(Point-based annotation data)
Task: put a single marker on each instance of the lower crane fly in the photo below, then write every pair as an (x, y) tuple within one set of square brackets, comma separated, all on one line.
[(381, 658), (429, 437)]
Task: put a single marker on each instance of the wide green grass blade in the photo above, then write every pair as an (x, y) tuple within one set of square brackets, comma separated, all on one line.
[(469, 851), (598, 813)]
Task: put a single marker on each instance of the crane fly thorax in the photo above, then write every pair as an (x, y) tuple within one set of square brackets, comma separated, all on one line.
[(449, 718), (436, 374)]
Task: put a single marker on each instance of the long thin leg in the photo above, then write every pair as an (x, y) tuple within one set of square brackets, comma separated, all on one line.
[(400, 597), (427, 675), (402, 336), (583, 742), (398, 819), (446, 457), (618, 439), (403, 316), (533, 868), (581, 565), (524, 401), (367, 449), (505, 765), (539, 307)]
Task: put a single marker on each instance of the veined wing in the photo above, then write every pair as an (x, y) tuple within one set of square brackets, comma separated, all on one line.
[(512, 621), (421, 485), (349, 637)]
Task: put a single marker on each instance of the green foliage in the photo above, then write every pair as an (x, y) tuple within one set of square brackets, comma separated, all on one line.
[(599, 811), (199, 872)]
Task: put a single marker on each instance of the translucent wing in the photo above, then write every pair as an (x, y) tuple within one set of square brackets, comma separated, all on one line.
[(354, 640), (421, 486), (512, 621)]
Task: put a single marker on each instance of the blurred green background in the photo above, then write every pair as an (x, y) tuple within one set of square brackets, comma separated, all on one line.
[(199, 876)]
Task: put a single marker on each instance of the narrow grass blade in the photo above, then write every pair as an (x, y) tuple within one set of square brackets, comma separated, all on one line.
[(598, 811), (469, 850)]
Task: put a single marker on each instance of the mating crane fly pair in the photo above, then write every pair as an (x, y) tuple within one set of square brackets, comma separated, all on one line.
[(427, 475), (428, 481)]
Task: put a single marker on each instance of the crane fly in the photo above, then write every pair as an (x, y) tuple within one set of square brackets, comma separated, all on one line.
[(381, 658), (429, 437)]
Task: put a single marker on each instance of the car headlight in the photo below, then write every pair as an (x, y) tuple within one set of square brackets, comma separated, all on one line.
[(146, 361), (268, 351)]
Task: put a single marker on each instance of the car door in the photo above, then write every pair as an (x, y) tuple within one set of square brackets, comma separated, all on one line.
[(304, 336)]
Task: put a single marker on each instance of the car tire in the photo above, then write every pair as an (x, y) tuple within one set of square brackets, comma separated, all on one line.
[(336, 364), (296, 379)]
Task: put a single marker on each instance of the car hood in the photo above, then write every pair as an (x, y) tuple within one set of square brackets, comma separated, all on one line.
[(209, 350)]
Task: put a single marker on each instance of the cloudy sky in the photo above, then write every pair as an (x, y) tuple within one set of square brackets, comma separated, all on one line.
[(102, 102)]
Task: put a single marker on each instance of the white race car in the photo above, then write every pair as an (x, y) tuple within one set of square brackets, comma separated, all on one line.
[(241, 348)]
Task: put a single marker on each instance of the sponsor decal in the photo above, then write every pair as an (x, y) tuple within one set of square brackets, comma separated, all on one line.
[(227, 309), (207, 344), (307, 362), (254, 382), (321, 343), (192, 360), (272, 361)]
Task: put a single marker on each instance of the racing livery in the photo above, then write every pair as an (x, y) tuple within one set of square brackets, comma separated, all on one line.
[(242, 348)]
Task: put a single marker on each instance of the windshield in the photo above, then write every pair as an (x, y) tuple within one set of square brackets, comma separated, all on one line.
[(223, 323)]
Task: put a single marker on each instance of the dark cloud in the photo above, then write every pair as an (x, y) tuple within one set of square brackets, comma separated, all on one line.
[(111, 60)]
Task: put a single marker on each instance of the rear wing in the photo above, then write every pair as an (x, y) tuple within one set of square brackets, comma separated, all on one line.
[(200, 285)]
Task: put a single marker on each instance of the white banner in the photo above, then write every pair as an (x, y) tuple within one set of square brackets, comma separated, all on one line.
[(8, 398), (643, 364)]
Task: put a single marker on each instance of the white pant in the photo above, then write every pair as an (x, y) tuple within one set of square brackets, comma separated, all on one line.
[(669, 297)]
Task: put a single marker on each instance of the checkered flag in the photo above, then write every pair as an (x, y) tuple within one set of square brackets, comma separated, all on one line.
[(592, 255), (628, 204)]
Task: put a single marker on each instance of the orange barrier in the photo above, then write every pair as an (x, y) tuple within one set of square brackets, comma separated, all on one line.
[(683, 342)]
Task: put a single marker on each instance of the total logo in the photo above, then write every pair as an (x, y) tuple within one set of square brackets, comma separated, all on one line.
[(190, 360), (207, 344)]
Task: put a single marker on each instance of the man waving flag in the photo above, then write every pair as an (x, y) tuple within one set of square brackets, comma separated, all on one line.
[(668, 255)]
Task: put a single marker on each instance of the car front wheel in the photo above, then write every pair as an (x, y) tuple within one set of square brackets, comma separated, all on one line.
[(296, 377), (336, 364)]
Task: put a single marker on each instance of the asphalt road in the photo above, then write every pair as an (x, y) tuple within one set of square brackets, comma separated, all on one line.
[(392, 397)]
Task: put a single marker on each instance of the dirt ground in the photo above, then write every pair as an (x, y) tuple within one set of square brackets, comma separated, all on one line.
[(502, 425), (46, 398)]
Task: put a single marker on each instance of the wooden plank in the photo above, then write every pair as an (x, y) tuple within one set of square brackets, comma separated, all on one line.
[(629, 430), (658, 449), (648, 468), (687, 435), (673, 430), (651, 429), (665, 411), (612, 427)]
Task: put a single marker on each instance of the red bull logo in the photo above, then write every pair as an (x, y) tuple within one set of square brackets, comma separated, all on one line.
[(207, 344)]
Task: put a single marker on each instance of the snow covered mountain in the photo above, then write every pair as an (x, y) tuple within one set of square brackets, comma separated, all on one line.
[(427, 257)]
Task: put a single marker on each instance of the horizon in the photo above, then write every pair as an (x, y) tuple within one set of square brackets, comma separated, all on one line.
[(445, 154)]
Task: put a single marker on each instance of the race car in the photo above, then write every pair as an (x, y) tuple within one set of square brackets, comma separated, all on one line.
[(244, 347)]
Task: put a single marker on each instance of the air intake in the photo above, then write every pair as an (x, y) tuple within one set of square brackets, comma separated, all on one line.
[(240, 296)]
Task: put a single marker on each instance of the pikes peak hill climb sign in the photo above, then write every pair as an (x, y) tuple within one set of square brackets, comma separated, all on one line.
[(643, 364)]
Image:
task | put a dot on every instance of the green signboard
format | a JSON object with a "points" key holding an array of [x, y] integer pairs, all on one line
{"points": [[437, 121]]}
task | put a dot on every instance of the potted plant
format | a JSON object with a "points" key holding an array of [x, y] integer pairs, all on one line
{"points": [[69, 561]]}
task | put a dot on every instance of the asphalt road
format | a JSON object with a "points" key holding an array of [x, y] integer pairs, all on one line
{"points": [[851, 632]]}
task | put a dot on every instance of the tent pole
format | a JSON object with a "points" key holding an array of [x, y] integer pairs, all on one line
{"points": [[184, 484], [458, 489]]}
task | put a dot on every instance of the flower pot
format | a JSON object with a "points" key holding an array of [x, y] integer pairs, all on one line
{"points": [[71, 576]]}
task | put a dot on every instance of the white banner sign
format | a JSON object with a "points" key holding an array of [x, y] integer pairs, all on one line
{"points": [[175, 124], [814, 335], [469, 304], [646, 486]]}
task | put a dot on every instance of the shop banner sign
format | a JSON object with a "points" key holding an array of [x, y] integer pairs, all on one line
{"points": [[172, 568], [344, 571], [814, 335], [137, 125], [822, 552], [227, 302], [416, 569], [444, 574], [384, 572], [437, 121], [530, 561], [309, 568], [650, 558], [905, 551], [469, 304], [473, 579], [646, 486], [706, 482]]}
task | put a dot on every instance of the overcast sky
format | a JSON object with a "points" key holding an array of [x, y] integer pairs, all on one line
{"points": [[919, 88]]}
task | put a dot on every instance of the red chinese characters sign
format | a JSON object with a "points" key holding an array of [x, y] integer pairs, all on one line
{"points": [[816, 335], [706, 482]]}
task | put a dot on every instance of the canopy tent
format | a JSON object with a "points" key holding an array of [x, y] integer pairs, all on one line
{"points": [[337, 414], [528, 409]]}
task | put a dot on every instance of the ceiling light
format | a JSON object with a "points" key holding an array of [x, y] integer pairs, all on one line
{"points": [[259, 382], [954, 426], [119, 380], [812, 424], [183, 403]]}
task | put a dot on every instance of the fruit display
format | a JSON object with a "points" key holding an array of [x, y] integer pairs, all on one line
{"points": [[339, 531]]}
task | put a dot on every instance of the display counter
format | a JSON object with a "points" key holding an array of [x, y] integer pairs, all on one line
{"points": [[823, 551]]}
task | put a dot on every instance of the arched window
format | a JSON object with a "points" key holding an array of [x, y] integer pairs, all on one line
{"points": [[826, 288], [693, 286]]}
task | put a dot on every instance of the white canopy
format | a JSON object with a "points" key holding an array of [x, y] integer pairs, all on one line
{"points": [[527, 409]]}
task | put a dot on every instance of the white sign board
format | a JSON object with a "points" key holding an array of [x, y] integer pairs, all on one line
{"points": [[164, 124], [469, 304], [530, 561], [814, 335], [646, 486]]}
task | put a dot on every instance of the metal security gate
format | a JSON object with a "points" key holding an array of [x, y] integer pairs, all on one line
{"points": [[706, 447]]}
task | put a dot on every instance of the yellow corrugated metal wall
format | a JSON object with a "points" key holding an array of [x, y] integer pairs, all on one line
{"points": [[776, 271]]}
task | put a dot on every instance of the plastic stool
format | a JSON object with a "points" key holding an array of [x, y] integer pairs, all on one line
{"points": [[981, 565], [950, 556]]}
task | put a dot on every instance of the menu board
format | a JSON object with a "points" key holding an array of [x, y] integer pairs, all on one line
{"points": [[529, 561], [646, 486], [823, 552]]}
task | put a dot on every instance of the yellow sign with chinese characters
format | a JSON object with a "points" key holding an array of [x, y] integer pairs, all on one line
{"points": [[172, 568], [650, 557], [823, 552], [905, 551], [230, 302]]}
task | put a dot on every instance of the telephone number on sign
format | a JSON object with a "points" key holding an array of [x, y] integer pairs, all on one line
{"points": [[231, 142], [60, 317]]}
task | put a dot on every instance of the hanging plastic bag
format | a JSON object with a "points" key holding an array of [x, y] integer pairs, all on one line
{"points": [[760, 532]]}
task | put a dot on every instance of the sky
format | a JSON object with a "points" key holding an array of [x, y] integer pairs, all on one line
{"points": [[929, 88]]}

● Set exercise
Lay out the records as a two-column CSV with the columns text and answer. Cover the records starting at the beginning and ending with the line that contains "[(449, 718), (436, 374)]", and include both ends. Give one row for each record, put each value in a single quoted field, and replace line breaks with spaces.

● Exercise output
text,answer
"Task: put a single marker on each instance of the lower crane fly in the photo below, then write every pair as an (x, y) tuple within one set of square brackets, comma separated, all on one line.","[(381, 658), (429, 437)]"
"Task: put a single marker on each instance of the wide green grass blade in the photo above, then write every pair as an (x, y) tuple within one set of square brackets, comma separated, all on one line.","[(469, 851), (598, 813)]"
"Task: put a single marker on each instance of the crane fly thorax in the photo above, then write every pair as an (x, y) tuple within one set of square brackets, comma separated, all on one line.","[(449, 718), (436, 374)]"